- **SET TASK 1**
Extract the passage of the article on Timothy Goodman from "The freedom to" up to and including "essential to advancement.".

- **QUOTED TEXT**

Start

Making Time With Timothy Goodman
Collaboration, side projects, and the how and why of employing analog techniques are consistently three of the hottest topics in the design profession. When we look at those three categories it’s not hard to see why they resonate so strongly with creatives. When put into practice they represent freedom and creativity on our own terms.
The freedom to work how we want (digital/analog), with who we want (other like minded individuals), on what we want (sans-client) represents a crag in the pinnacle of a design life. Sadly, though, reality is a harsh mistress. Time is precious, bills have to be paid, and buying out enough of time outside the studio/office to tackle those side projects, hunt down collaborators, or even sit down long enough to develop those skills can be a challenge.
Yet, the truth of it is that, when we look at designers today who are pulling away from the pack, where do they spend their time? Most often, you can attribute their successes to side projects, collaborations, or re-investing into their skill sets (like developing a strong analog side). Go figure. So, time, while an issue, is apparently not an excuse. It seems carving out the time is essential to advancement.
One stellar example of this mindset is New York-based designer and illustrator, Timothy Goodman. His side projects with Jessica Walsh have been featured in magazines and news outlets around the world. The 40 Days of Dating side project was such a huge success that Goodman and Walsh were able to develop an incredible book documenting their social experiment and even sold the movie options to Hollywood afterwards. Timothy is also well known for his Sharpie-based illustration style which has adorned hotels, cars, packaging, and a variety of other blue chip projects you’ve probably seen. The analog process is something that he takes pride in, and an investment in himself that has paid off big time.

End

- **SET TASK 2**
Copy the rows below, from the line with "tree trunk -> outlines" up to and including the final line of the rows.

[Rows from a data source]
Start

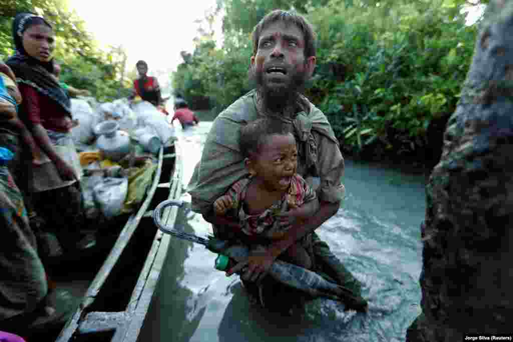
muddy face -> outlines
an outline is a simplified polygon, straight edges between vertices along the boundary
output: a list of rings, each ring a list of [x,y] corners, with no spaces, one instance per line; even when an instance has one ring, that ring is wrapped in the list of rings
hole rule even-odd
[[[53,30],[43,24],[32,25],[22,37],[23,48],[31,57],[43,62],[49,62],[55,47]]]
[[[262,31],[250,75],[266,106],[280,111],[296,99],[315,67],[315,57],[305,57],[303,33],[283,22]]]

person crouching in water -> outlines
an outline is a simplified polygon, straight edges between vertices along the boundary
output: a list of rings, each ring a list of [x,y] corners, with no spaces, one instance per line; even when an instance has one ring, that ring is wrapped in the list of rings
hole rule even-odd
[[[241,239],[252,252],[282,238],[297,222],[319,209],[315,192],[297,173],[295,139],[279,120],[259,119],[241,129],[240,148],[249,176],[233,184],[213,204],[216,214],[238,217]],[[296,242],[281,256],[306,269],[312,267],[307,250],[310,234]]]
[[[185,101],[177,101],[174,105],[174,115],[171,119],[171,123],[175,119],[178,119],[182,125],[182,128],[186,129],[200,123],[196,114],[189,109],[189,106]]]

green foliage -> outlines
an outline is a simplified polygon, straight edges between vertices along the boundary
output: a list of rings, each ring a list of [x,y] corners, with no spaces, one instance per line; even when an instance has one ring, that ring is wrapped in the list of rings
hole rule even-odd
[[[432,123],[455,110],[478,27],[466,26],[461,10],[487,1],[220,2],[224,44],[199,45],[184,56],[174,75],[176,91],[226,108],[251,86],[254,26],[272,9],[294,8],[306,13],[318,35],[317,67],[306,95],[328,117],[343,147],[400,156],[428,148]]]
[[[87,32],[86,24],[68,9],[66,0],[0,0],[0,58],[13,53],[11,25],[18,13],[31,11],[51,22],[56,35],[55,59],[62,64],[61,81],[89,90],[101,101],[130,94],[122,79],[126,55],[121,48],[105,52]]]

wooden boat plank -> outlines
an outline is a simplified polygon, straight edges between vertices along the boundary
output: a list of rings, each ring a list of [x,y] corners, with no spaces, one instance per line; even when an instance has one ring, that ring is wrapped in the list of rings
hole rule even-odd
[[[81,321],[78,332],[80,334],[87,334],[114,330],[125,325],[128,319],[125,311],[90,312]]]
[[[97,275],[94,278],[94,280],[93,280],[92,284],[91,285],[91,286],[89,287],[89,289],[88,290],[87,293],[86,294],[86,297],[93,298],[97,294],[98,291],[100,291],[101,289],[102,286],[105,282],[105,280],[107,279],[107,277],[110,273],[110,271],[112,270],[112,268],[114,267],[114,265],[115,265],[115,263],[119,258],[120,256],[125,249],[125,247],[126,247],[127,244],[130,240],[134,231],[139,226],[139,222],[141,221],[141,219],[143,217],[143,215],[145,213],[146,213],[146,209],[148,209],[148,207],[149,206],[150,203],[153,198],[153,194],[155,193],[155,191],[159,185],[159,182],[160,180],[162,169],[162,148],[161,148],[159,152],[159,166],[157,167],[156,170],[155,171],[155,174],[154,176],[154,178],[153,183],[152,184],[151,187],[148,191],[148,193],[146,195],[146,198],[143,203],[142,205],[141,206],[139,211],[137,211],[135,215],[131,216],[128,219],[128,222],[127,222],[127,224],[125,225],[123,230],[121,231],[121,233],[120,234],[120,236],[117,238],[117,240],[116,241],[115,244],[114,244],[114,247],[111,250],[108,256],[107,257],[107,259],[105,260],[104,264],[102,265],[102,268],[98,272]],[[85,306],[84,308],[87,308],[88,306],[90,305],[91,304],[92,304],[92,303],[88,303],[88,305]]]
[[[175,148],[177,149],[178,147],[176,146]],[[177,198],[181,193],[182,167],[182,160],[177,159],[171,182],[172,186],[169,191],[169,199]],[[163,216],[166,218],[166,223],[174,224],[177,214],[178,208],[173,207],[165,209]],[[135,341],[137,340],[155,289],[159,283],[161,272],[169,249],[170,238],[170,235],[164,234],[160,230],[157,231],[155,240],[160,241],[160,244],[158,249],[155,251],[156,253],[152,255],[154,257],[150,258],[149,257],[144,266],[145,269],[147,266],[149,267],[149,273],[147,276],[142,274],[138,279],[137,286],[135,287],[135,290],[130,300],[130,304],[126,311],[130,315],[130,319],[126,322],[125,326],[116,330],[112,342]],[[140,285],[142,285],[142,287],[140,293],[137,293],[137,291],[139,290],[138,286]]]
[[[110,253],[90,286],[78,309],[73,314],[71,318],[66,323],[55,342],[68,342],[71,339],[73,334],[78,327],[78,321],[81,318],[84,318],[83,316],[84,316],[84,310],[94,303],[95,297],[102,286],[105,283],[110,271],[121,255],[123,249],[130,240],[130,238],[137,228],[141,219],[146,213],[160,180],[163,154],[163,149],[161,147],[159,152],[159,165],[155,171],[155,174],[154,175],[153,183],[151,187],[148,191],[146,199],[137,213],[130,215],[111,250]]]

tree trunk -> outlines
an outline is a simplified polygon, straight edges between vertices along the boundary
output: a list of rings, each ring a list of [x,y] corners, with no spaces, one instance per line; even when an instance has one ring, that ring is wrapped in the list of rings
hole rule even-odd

End

- **TASK OUTPUT 1**
The freedom to work how we want (digital/analog), with who we want (other like minded individuals), on what we want (sans-client) represents a crag in the pinnacle of a design life. Sadly, though, reality is a harsh mistress. Time is precious, bills have to be paid, and buying out enough of time outside the studio/office to tackle those side projects, hunt down collaborators, or even sit down long enough to develop those skills can be a challenge.
Yet, the truth of it is that, when we look at designers today who are pulling away from the pack, where do they spend their time? Most often, you can attribute their successes to side projects, collaborations, or re-investing into their skill sets (like developing a strong analog side). Go figure. So, time, while an issue, is apparently not an excuse. It seems carving out the time is essential to advancement.

- **TASK OUTPUT 2**
tree trunk -> outlines
an outline is a simplified polygon, straight edges between vertices along the boundary
output: a list of rings, each ring a list of [x,y] corners, with no spaces, one instance per line; even when an instance has one ring, that ring is wrapped in the list of rings
hole rule even-odd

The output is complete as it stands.